_Excerpted records:_
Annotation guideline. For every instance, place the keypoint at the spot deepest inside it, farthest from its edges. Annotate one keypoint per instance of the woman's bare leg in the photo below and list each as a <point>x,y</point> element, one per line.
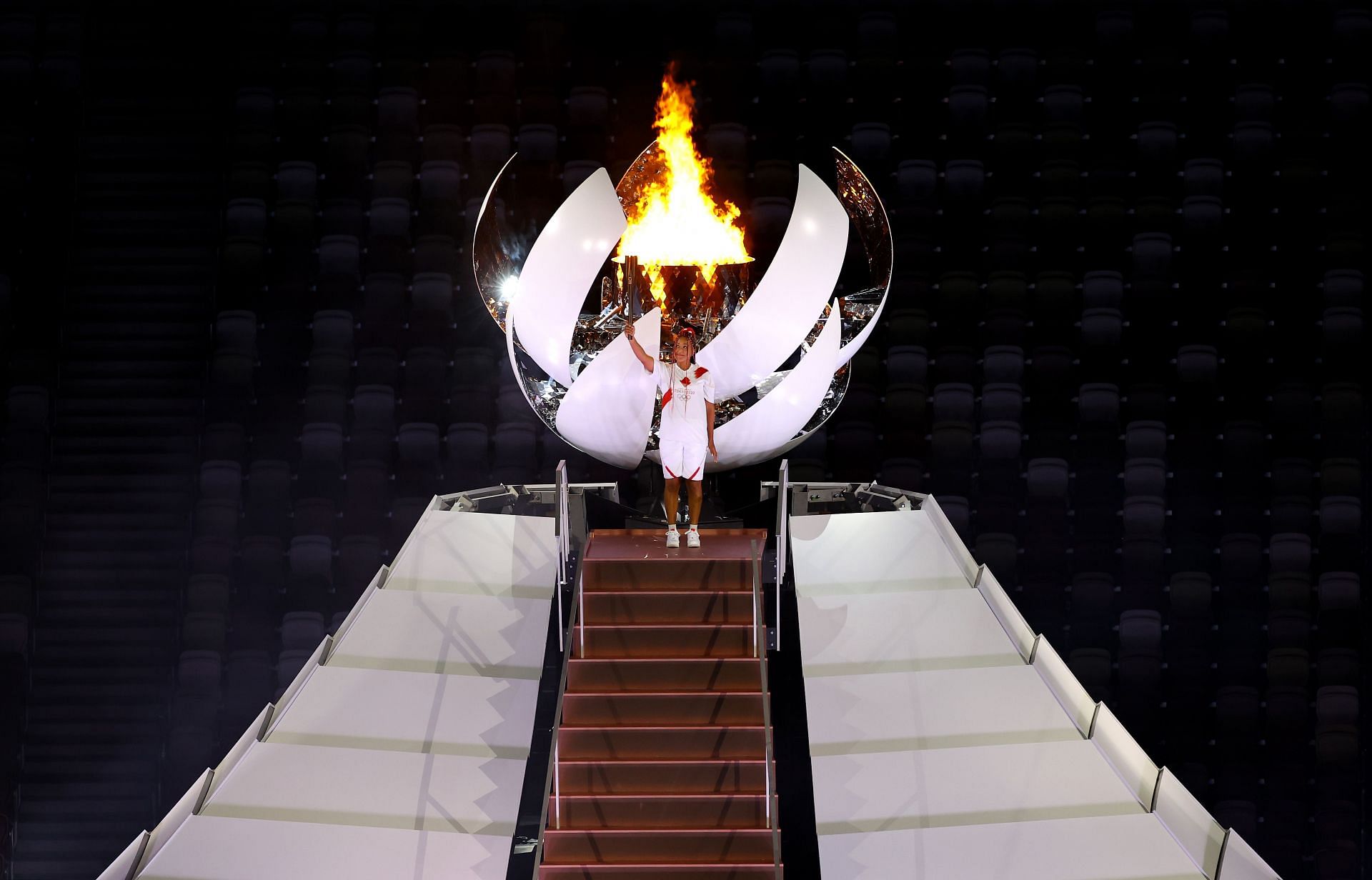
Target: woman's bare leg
<point>671,499</point>
<point>695,492</point>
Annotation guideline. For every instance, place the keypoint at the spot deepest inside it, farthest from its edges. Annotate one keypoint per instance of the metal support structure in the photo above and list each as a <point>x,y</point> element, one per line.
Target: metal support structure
<point>553,783</point>
<point>563,544</point>
<point>769,760</point>
<point>782,534</point>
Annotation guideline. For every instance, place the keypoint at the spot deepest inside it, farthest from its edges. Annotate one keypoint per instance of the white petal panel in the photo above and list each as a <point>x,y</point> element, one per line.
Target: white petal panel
<point>790,296</point>
<point>763,429</point>
<point>560,269</point>
<point>610,410</point>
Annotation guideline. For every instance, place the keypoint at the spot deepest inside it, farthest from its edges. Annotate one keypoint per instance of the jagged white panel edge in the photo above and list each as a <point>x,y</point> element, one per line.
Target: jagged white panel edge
<point>790,296</point>
<point>608,413</point>
<point>560,268</point>
<point>760,431</point>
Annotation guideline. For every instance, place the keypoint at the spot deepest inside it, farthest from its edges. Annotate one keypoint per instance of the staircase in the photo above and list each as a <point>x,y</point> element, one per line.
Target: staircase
<point>662,760</point>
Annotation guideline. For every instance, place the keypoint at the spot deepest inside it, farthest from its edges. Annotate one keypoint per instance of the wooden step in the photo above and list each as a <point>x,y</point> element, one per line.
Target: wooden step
<point>627,778</point>
<point>686,575</point>
<point>651,872</point>
<point>660,847</point>
<point>674,641</point>
<point>663,675</point>
<point>669,606</point>
<point>674,708</point>
<point>653,812</point>
<point>660,744</point>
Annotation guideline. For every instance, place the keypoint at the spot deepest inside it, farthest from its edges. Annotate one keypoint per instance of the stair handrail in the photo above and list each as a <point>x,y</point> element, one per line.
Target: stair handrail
<point>563,541</point>
<point>553,783</point>
<point>782,534</point>
<point>760,653</point>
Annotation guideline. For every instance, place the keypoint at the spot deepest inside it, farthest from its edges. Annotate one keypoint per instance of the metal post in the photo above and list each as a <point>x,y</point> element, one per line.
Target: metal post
<point>760,651</point>
<point>782,534</point>
<point>581,617</point>
<point>560,520</point>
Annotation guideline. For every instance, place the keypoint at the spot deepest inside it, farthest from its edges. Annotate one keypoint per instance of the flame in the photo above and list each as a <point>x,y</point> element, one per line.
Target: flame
<point>675,222</point>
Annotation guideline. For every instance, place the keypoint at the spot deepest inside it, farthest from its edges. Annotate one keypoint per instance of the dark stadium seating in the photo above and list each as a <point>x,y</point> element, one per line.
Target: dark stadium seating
<point>1123,347</point>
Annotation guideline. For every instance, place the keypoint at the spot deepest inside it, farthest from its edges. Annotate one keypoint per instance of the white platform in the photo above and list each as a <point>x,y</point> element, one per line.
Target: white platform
<point>402,750</point>
<point>940,751</point>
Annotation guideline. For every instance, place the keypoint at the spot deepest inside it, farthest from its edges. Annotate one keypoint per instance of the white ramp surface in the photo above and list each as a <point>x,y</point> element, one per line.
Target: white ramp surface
<point>947,742</point>
<point>402,751</point>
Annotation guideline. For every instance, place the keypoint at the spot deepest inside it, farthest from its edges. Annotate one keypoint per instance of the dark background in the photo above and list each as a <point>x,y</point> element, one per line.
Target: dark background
<point>240,346</point>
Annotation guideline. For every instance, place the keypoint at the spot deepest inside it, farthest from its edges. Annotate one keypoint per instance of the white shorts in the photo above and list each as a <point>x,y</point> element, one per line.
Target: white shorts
<point>682,459</point>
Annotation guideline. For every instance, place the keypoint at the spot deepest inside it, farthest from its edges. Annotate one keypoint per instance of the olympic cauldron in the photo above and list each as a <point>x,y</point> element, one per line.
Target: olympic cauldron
<point>777,346</point>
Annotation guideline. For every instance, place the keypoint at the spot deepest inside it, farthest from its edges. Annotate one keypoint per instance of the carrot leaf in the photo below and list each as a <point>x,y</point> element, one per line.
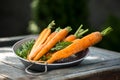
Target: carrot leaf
<point>106,31</point>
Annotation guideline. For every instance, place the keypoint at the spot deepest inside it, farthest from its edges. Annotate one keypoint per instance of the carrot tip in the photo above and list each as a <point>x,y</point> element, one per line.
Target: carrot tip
<point>51,24</point>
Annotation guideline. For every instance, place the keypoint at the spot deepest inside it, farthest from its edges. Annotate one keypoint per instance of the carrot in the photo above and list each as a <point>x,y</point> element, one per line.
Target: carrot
<point>36,51</point>
<point>78,45</point>
<point>59,36</point>
<point>40,40</point>
<point>78,34</point>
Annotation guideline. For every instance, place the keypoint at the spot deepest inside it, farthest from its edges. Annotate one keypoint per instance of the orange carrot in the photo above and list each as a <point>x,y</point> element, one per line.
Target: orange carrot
<point>59,36</point>
<point>77,34</point>
<point>40,40</point>
<point>78,45</point>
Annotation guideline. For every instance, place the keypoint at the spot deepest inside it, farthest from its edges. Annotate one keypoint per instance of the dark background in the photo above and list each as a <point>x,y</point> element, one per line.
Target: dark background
<point>15,16</point>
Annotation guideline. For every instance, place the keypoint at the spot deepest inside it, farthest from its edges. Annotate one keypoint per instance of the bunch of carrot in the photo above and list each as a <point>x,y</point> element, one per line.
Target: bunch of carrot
<point>48,39</point>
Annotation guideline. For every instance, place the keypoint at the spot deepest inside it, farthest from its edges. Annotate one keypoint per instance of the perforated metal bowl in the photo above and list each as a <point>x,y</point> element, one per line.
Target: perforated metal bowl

_Given task:_ Switch each "photo" in the listing above to "image" and write out all of its lines again with nothing else changed. Leave the pictures out of your answer.

_Task result:_
Annotation guideline. For every instance, place the keypoint at the spot deepest inside it, farthest from its edges. Annotate one keypoint per instance of the woman's bare leg in the image below and list each as a <point>x,y</point> element, one per line.
Target: woman's bare leg
<point>671,499</point>
<point>695,492</point>
Annotation guideline. For every instance, place the keypoint at the spot deepest inside it, farthest from its edges. Annotate one keypoint per instance of the metal support structure in the image above and list each as a <point>x,y</point> element, one per line.
Target: metal support structure
<point>553,783</point>
<point>563,544</point>
<point>769,760</point>
<point>782,534</point>
Annotation guideline. For every instance, place the keypoint at the spot deepest inside it, farthest from its edges. Annotate one keypoint per instance of the white petal panel in the image above and list each as a <point>x,y</point> element, one per line.
Target: white petal panel
<point>790,296</point>
<point>763,429</point>
<point>560,269</point>
<point>610,410</point>
Annotation guideline. For every instance, place the keypoint at the spot deepest inside it, farthest from its edges. Annotate one keypoint per instance of the jagged white panel edge in the image above and list each as a <point>x,y</point> element, one per line.
Target: jagged white panel edge
<point>790,296</point>
<point>608,413</point>
<point>560,268</point>
<point>760,431</point>
Annotation guideline. For every instance, place the keypoint at the spot deepest inside it, farthest from its edges. Annotate one keypoint per instance of the staircase in the image above and list each as a <point>x,y</point> element, one per line.
Target: staircase
<point>662,760</point>
Annotation guideline. For every instance, place the keypoint at the spot deepest inside it, farthest from its edges. Annotate one keypoint per instance of the wooden step in the image above and list each as a <point>x,y</point> element, one per line.
Target: wooden step
<point>627,778</point>
<point>686,575</point>
<point>651,872</point>
<point>660,847</point>
<point>674,641</point>
<point>663,675</point>
<point>669,606</point>
<point>674,708</point>
<point>653,812</point>
<point>660,744</point>
Annotation guideline. For every instance, place the keypoint at the spot deepest inside it, farthest from its edges. Annotate one keypoint per instance of the stair handrail in the image above and list each as a <point>x,y</point> element, one per line.
Target: stair handrail
<point>563,541</point>
<point>553,783</point>
<point>782,534</point>
<point>760,653</point>
Annotation guideline. For every instance, place the keypoint at the spot deepest inside it, farthest from its edges. Annotate one keypoint per instance of the metal post in the image above and list each as a <point>x,y</point> element, one per line.
Target: metal post
<point>760,651</point>
<point>782,534</point>
<point>581,617</point>
<point>560,520</point>
Annotation guideline. For every instance, place the keypoint at the spot deepest inside it, farthest from its edges. Annotate one keypoint per instance of the flame in the image above and list each as a <point>x,y</point> element, one per line.
Target: flame
<point>675,222</point>
Annotation guideline. For every instance, place the keypoint at the spot deepest inside it, farthest from its edges. Annotate one keypoint per instance of the dark stadium seating in the image above and list each as a <point>x,y</point> element, one per line.
Target: dark stadium seating
<point>1123,347</point>
Annotation guideline. For every instance, place the keypoint at the spot deepest inside it, farthest from its edges. Annotate one keypoint per instance of the white platform in the image above and list each as a <point>x,y</point> element, one per line.
Target: white platform
<point>402,750</point>
<point>940,751</point>
Annotation guideline. For every instance, place the keypoint at the spot deepest inside it, farthest from its edges. Annotate one keypoint per instance of the white ramp surface in the image above and list each as a <point>x,y</point> element, one per line.
Target: white ramp surface
<point>947,742</point>
<point>402,751</point>
Annotation guideline. For every instance, place the keypoint at the spot deepest inside it, farthest from its edges. Annotate one keypoint per instance of the dark background in the image above and list each as a <point>x,y</point> element, one per line.
Target: dark background
<point>240,346</point>
Annotation guideline. For every instance, place the keypoint at the spot deepest inside it, farthest from its edges. Annotate one keypoint per instance of the white shorts in the image above and list each as a <point>x,y</point> element, one per line.
Target: white shorts
<point>682,459</point>
Annotation guideline. For every instance, place the keypoint at the spot deepest inside it, farthest from its edges. Annotate one keypoint per instance of the olympic cauldron in the image above and list each as a <point>x,y</point> element, one per line.
Target: olympic cauldron
<point>777,346</point>
Annotation guideline. For every instance, place the keypoint at the spot deepest inside it, farthest from its edges. Annotate one keypoint per instance of the carrot leaf in the image below and list each as a <point>x,y</point> element, one per line.
Target: carrot leaf
<point>106,31</point>
Annotation guideline. For every instance, place the keypoint at the spot deepest inside it, farthest from its edges. Annotate one keypoint per instance of the carrot tip in the image above and list each as a <point>x,y</point> element, one per line.
Target: carrot tip
<point>51,24</point>
Annotation guideline. For every instance, place the keypoint at the spot deepest inside it, farthest from its edges. Annotate one keypoint per instance of the carrot in the image above and list each as a <point>x,y</point> element, one per line.
Target: carrot
<point>36,51</point>
<point>78,45</point>
<point>59,36</point>
<point>40,40</point>
<point>78,34</point>
Annotation guideline. For every instance, place the keypoint at the spot deepest inside it, farthest from its edges. Annotate one keypoint per instance of the orange carrot in the image above and list each as a <point>x,y</point> element, one per line.
Target: orange carrot
<point>59,36</point>
<point>77,34</point>
<point>40,40</point>
<point>78,45</point>
Annotation guideline. For every instance, place the keypoint at the spot deepest inside it, farthest from its edges. Annotate one keypoint per instance of the dark background in the image above and list each as a <point>x,y</point> element, one per line.
Target: dark background
<point>15,16</point>
Annotation guideline. For every instance, place the keypoint at the spot deepest inside it, farthest from its edges. Annotate one keypoint per instance of the bunch of carrot in the image above and list each as a <point>x,y</point> element, one per line.
Target: bunch of carrot
<point>48,39</point>
Annotation guideline. For every instance, place the keypoint at the spot deepest inside it, farthest from its edges. Annotate one keypoint per instance of the perforated metal bowl in the image above and list each as a <point>x,y</point> element, one per line.
Target: perforated metal bowl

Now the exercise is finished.